Ready For A Role Change?
If you think your job is thankless, try working at the International Monetary Fund. Not so long ago the IMF was the pin-striped fireman of global finance, dashing from one national conflagration to the next, and mostly praised for its work. Nowadays the "Fund" is just another word for "angry," which describes the mood of many government officials and ordinary citizens when they hear that the sober-minded Washington economists are around. South Americans are heaping scorn on the organization; last week Argentine Finance Minister Roberto Lavagna partially blamed the IMF for his country's economic collapse, accusing it of "blindness" for not spotting the policy missteps of the mid 1990s that by the end of the decade had helped push Argentina to the brink of economic collapse. The Fund isn't very popular with the home crowd either: 650 anti-globalization demonstrators were arrested in D.C. last week as the annual IMF-World Bank meeting commenced.
One expects the bandanna-and-Birkenstock set to shout at the beast of global capitalism. But lately prominent bankers, analysts and Ivy League luminaries have all taken turns flaying the Fund--for "losing" Russia, for making wrongheaded policy prescriptions in Asia after its 1997 economic crisis, for pushing market fundamentalism on poor countries that lack the institutions to handle it, for doing too much, for doing too little. Ian Vasquez, a senior economist at the conservative Cato Institute, calls the Fund's traditional economic bailouts a "disaster." Nobel Prize-winning economist Joseph Stiglitz, the former senior economist for the World Bank, devoted an entire book ("Globalization and Its Discontents") to bashing the Fund. "The Fund has done something no one else could. They've united the left and the right, the developed and developing countries against it," he told NEWSWEEK.

Directions » Using the IMF article, explain in one to three sentences why Argentine Finance Minister Roberto Lavagna partially blamed the IMF for his country's economic collapse. Use only the IMF article to complete these tasks.

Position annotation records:

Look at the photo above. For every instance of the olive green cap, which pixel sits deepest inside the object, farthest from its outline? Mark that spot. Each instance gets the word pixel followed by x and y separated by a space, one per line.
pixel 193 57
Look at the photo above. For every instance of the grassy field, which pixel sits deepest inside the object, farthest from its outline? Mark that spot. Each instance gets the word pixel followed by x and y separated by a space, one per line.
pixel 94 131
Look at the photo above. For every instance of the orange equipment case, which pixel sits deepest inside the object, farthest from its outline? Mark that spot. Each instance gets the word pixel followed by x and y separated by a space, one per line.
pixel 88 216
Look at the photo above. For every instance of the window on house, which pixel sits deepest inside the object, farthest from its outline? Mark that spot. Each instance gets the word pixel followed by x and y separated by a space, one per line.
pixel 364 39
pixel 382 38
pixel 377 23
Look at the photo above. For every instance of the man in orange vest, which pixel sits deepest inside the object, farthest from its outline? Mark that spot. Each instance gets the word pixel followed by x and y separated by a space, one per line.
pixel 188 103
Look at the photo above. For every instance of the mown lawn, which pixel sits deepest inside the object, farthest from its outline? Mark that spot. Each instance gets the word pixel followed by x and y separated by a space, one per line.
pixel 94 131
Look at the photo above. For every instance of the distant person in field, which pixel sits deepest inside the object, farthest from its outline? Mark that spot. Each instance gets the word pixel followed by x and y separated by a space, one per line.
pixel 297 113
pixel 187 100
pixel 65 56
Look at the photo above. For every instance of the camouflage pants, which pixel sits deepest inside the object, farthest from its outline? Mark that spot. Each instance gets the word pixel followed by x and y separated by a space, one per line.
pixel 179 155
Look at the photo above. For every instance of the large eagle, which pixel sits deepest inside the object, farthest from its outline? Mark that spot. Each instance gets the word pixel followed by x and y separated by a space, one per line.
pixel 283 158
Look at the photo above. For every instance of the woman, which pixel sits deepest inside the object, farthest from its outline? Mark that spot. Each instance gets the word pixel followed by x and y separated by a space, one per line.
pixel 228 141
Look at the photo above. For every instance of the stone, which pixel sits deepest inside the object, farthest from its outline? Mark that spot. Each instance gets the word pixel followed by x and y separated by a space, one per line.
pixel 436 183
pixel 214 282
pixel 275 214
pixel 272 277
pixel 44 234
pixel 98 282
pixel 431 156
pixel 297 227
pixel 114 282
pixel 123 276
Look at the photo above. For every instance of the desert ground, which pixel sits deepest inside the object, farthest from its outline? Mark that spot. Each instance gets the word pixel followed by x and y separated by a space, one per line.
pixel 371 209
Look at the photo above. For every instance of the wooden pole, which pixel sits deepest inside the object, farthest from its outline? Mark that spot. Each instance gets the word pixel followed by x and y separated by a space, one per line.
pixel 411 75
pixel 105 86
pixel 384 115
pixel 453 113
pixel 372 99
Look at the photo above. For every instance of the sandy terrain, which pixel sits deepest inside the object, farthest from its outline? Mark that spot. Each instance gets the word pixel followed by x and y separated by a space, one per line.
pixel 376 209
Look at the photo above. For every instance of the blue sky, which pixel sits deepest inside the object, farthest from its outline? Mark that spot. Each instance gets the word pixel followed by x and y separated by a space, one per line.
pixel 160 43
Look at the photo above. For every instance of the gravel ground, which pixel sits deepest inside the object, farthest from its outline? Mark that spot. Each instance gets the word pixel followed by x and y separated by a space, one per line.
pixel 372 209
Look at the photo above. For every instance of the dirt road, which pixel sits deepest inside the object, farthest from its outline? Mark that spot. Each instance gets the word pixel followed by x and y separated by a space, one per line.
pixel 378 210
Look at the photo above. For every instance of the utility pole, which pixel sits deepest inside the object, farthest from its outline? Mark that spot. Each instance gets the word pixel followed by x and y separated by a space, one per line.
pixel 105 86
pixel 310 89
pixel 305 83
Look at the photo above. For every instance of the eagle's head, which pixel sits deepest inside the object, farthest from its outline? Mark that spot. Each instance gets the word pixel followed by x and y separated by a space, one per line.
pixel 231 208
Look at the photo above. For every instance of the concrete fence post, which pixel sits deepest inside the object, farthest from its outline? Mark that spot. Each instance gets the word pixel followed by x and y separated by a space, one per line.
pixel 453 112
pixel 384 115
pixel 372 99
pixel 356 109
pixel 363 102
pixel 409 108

Exercise output » Lavagna accused the IMF of "blindness" for not spotting the policy missteps of the mid 1990s. By the end of the decade, those missteps had helped push Argentina to the brink of economic collapse.